_Your objective_
Print exactly the lines from the line with "Locate the bird's tail" to the last line of the data, please, both included.

_Excerpts of bounding box data_
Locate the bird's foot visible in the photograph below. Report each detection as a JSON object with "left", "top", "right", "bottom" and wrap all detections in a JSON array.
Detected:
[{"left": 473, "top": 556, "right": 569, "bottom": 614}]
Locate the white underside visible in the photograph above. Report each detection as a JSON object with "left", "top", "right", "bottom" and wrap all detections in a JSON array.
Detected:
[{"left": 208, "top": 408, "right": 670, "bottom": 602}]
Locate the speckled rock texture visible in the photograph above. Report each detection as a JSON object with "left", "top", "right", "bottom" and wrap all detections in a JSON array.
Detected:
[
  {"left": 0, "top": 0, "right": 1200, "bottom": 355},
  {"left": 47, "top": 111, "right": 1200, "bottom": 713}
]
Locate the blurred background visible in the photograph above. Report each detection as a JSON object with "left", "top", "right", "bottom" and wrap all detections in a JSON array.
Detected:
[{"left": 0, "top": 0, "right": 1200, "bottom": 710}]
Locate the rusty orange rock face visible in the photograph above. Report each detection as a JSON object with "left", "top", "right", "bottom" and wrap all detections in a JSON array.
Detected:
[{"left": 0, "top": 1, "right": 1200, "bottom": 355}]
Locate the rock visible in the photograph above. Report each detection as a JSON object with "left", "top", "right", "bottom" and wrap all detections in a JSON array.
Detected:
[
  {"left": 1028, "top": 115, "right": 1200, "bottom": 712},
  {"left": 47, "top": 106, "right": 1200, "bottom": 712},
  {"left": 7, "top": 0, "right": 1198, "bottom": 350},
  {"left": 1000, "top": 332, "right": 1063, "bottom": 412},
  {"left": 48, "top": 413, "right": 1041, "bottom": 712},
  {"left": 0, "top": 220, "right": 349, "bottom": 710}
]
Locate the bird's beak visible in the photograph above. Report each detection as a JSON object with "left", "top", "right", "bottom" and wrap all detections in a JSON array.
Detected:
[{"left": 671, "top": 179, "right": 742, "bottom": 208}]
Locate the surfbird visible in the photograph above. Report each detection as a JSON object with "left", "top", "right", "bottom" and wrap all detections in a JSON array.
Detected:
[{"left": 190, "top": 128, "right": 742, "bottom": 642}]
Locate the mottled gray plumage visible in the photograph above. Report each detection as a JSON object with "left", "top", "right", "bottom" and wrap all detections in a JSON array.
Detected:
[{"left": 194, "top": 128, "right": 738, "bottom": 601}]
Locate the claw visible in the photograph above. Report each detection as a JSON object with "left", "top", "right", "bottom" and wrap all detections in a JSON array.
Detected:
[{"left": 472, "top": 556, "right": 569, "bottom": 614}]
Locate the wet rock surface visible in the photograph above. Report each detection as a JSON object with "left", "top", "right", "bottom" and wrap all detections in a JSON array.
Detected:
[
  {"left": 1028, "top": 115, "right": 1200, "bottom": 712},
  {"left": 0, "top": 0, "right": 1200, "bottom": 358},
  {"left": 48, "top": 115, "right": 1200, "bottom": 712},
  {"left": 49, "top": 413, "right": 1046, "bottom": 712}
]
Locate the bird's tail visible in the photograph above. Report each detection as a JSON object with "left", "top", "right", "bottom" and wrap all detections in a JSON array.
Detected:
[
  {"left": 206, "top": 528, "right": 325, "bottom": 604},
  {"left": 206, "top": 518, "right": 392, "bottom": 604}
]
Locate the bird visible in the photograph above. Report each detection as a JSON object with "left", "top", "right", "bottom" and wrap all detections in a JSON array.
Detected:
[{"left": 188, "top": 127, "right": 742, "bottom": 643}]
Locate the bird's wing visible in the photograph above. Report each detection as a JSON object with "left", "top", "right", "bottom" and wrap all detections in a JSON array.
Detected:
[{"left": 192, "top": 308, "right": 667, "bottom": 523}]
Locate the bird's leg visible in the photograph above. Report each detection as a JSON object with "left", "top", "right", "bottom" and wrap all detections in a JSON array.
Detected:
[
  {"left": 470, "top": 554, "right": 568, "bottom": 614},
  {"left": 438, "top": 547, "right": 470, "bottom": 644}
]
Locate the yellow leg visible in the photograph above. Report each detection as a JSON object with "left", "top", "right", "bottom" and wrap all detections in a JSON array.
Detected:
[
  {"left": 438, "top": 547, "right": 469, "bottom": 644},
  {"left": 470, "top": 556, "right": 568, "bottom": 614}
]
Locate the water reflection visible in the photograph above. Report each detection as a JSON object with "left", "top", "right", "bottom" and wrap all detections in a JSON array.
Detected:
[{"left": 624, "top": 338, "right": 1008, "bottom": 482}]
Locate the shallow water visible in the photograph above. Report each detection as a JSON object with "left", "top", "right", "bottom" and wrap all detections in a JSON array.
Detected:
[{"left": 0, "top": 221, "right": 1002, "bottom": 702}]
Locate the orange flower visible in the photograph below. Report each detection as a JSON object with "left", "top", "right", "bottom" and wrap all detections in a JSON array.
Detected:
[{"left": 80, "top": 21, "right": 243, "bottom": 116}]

_The completed task_
Locate the bird's tail visible in the photograph above. Report each detection as a JSON object with "left", "top", "right", "bottom" and wrap all detections in a JSON array.
Detected:
[
  {"left": 206, "top": 528, "right": 325, "bottom": 604},
  {"left": 206, "top": 518, "right": 392, "bottom": 604}
]
Locate the bird visible in the photograph above. Report each detection as a JSON object with "left", "top", "right", "bottom" and wrap all detections in a JSON array.
Detected:
[{"left": 188, "top": 127, "right": 742, "bottom": 643}]
Locate the bird's wing visible in the photograph above. Report each detection as a JSON object with "left", "top", "right", "bottom" and wrap all detections in a JSON array.
Detected:
[{"left": 192, "top": 308, "right": 667, "bottom": 523}]
Locate the bird's leg visible in the photograph above. Report each detection as a JSON object with "left", "top", "right", "bottom" and wrap all detections in a JSON array.
Detected:
[
  {"left": 470, "top": 554, "right": 568, "bottom": 614},
  {"left": 438, "top": 547, "right": 470, "bottom": 644}
]
Locate the yellow leg visible in the photograph above. Report each detection as a JSON object with "left", "top", "right", "bottom" and wrap all detections in a JSON array.
Detected:
[
  {"left": 438, "top": 547, "right": 469, "bottom": 644},
  {"left": 470, "top": 556, "right": 568, "bottom": 614}
]
Locate the water reflection visible in the photograph above. Report each detection as a JSON object with "left", "top", "right", "bottom" and wrap all detections in a JSON array.
Detected:
[{"left": 624, "top": 338, "right": 1008, "bottom": 482}]
Locate the shallow water visible in the photograph above. Report each detection as a JSON object with "left", "top", "right", "bottom" and wrap all detections in a JSON array.
Detected:
[{"left": 0, "top": 221, "right": 1002, "bottom": 702}]
Locate the orange flower visible in the photograph below. Report each detection as a JSON object with "left", "top", "right", "bottom" and wrap all detections in a JSON array.
Detected:
[{"left": 80, "top": 21, "right": 243, "bottom": 116}]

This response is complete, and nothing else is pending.